▽

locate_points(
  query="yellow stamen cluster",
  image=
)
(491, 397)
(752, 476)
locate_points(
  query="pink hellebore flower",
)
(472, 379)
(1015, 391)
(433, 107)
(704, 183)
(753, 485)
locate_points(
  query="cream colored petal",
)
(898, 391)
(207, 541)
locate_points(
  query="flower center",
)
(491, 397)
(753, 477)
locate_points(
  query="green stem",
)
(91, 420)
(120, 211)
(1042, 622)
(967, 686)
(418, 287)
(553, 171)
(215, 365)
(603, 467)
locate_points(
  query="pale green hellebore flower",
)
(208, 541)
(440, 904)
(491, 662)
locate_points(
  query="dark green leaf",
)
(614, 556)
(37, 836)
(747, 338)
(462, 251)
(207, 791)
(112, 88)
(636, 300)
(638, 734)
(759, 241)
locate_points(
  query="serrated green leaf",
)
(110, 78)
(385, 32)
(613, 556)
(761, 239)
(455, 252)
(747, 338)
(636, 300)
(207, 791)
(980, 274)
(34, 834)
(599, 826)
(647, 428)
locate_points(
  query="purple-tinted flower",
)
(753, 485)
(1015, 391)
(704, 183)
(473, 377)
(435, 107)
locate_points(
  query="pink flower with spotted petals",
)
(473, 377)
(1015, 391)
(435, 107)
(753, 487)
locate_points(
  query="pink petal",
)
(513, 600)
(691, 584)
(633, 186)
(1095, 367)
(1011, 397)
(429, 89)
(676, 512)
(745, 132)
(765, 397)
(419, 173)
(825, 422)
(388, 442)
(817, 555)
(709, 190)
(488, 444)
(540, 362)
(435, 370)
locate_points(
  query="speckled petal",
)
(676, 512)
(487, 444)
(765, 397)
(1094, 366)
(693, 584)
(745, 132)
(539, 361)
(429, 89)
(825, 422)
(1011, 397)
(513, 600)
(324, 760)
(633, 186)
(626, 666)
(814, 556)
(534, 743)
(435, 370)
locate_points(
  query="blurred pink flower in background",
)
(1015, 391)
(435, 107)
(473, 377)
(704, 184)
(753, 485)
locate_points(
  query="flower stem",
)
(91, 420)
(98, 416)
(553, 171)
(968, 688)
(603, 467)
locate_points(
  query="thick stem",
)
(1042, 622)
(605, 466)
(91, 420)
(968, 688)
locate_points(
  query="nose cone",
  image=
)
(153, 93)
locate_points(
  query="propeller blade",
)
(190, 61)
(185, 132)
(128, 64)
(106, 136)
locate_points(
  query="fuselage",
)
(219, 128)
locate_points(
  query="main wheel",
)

△

### INSTRUCTIONS FOR THE TASK
Retype all of the rows above line for line, keeping every character unchanged.

### TASK RESULT
locate_points(
  query="yellow stamen cluster",
  image=
)
(491, 397)
(752, 476)
locate_points(
  query="pink hellebore flower",
)
(472, 379)
(1015, 391)
(433, 107)
(704, 183)
(753, 485)
locate_points(
  query="cream colored petal",
)
(898, 391)
(207, 541)
locate_points(
  query="flower center",
)
(491, 397)
(753, 477)
locate_points(
  query="green stem",
)
(91, 420)
(120, 211)
(1042, 622)
(967, 686)
(418, 287)
(553, 171)
(215, 365)
(603, 467)
locate_points(
  query="pale green hellebore flower",
)
(208, 541)
(440, 904)
(491, 662)
locate_points(
  query="dark green leaf",
)
(614, 556)
(37, 836)
(747, 338)
(462, 251)
(207, 791)
(112, 88)
(636, 300)
(638, 734)
(759, 241)
locate_points(
  query="serrated green leaf",
)
(110, 78)
(385, 32)
(613, 556)
(761, 239)
(455, 252)
(747, 338)
(636, 300)
(207, 791)
(980, 274)
(34, 834)
(599, 826)
(647, 428)
locate_points(
  query="purple-tinted flower",
)
(753, 485)
(1015, 391)
(704, 183)
(473, 377)
(435, 107)
locate_points(
  query="pink flower with spotted petals",
)
(473, 377)
(1015, 391)
(435, 107)
(753, 487)
locate_points(
  query="pink petal",
)
(513, 600)
(691, 584)
(633, 186)
(1095, 367)
(1011, 397)
(429, 89)
(676, 512)
(745, 132)
(765, 397)
(419, 173)
(825, 422)
(388, 442)
(817, 555)
(709, 190)
(488, 444)
(540, 362)
(435, 370)
locate_points(
  query="speckled petal",
)
(676, 512)
(487, 444)
(765, 397)
(1094, 366)
(693, 584)
(745, 132)
(539, 361)
(429, 89)
(825, 422)
(1011, 397)
(513, 600)
(324, 760)
(633, 186)
(626, 666)
(814, 556)
(534, 743)
(435, 370)
locate_points(
  query="blurred pink flower in background",
)
(1015, 391)
(435, 107)
(473, 377)
(704, 184)
(753, 485)
locate_points(
  query="flower stem",
)
(91, 420)
(98, 416)
(553, 171)
(968, 688)
(603, 467)
locate_points(
  query="thick stem",
)
(1042, 622)
(605, 466)
(91, 420)
(968, 688)
locate_points(
  query="nose cone",
  image=
)
(153, 93)
locate_points(
  query="propeller blade",
)
(190, 61)
(185, 132)
(128, 64)
(106, 136)
locate_points(
  query="fuselage",
)
(219, 128)
locate_points(
  query="main wheel",
)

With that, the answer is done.